*Problem*
Write the entries out again exactly; any picture among them gets left out.

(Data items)
========================================
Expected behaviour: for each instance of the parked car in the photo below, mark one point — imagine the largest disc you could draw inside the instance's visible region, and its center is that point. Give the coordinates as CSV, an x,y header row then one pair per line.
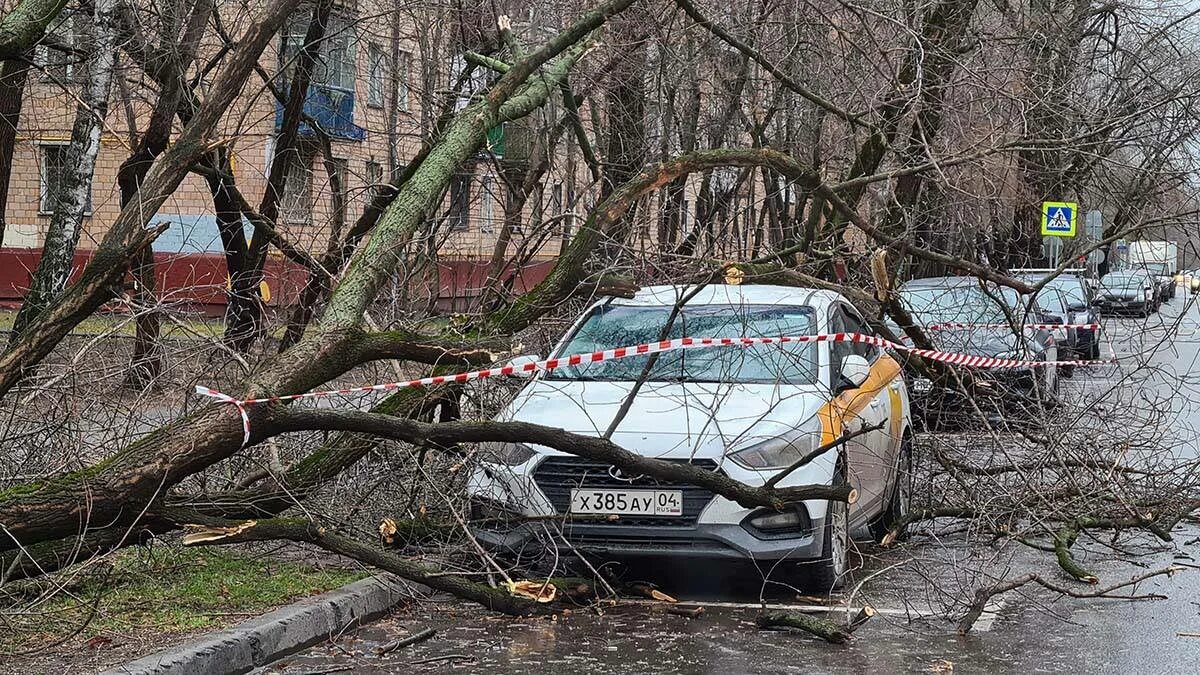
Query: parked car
x,y
1159,260
748,412
1127,292
1068,299
1164,281
987,321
========================================
*Written solution*
Expected behaviour: for each instance of the parked car in the photo below, mark one point — imagine the largest disc you could draw inside the instance's visible region, and its center is that point. Give the coordinates as CSV, an x,y header row then one pair per line.
Query: parked car
x,y
1159,260
748,412
1127,292
1068,299
1164,281
987,321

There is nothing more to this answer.